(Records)
——
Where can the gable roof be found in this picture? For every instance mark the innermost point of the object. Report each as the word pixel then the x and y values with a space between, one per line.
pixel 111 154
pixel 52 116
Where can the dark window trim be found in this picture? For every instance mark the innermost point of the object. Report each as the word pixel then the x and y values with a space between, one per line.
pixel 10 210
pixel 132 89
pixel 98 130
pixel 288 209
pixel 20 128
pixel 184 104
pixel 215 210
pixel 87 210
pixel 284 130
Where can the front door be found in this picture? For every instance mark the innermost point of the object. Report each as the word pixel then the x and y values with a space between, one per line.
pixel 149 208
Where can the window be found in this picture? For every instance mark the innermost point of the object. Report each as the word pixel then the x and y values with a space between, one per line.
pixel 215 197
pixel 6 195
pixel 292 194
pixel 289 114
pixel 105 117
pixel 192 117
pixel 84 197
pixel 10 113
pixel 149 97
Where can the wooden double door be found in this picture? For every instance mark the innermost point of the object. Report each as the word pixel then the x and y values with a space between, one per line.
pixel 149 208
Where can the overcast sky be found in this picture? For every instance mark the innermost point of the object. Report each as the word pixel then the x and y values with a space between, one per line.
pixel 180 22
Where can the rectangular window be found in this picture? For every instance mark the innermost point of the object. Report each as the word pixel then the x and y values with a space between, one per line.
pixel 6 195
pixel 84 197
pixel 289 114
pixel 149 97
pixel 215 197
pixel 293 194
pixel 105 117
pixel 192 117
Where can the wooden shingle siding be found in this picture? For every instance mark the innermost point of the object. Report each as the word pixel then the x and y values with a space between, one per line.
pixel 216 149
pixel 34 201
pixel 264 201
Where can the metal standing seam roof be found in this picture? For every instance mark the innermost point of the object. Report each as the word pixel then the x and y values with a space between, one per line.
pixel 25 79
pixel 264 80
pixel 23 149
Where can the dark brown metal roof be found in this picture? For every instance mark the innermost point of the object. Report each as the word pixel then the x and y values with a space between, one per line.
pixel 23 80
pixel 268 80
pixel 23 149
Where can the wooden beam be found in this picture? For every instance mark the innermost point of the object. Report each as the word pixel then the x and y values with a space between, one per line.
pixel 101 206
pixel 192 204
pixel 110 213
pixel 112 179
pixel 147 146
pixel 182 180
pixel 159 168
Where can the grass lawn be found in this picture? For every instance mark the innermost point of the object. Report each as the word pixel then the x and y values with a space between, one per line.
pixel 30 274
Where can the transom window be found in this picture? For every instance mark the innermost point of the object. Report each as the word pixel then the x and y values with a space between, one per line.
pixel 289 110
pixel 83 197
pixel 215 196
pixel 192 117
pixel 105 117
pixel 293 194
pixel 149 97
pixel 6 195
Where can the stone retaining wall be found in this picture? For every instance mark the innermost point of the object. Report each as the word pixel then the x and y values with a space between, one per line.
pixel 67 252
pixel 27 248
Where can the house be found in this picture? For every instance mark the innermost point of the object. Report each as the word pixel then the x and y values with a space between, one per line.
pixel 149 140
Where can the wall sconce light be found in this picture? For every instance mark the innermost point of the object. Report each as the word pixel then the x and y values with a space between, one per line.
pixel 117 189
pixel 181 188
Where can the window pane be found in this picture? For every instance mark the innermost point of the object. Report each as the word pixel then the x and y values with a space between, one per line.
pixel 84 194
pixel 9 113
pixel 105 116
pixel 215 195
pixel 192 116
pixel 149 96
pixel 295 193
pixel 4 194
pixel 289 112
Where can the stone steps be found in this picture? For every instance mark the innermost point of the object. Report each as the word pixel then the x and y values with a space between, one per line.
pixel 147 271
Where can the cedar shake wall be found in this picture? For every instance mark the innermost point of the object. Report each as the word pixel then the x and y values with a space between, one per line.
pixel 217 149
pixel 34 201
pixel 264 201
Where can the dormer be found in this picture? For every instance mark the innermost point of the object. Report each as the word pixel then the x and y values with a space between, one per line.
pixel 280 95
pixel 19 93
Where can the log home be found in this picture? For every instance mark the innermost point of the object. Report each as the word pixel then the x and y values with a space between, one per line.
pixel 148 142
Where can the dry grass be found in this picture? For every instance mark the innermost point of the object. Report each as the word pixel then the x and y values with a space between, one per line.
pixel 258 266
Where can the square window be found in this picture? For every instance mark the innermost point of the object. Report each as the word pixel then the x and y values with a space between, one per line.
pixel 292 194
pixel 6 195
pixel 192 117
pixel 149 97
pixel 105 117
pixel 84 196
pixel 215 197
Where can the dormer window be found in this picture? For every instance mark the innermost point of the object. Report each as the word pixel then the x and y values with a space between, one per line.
——
* **GIVEN INSTRUCTION**: Copy the items word for word, starting with the line that contains "Where can the wooden shingle" and going on through the line that contains "pixel 159 168".

* **OUTPUT OF THE EXERCISE**:
Where can the wooden shingle siding be found in this picture? For every instance mark the innermost point of the object. Report each as the word pixel then the x and y values with a space between, one per line.
pixel 216 149
pixel 34 201
pixel 264 201
Where can the metal standing seam roof be found in this picture? For every instance mark the innermost point of the object. Report each as the word pixel then the x and y values with a space between, one per line.
pixel 25 79
pixel 264 80
pixel 23 149
Where can the dark brown metal roof be found in this picture? For every instance mark the innermost point of the object. Report each as the word pixel then the x and y values with a space between, one per line.
pixel 23 80
pixel 268 80
pixel 23 149
Where can the wooden beam be found in this picture? For every instance mark the innermost point of the object. Report each as the word pixel then the x and y values with a space between, one per line.
pixel 101 206
pixel 192 204
pixel 110 213
pixel 112 179
pixel 147 146
pixel 182 180
pixel 159 168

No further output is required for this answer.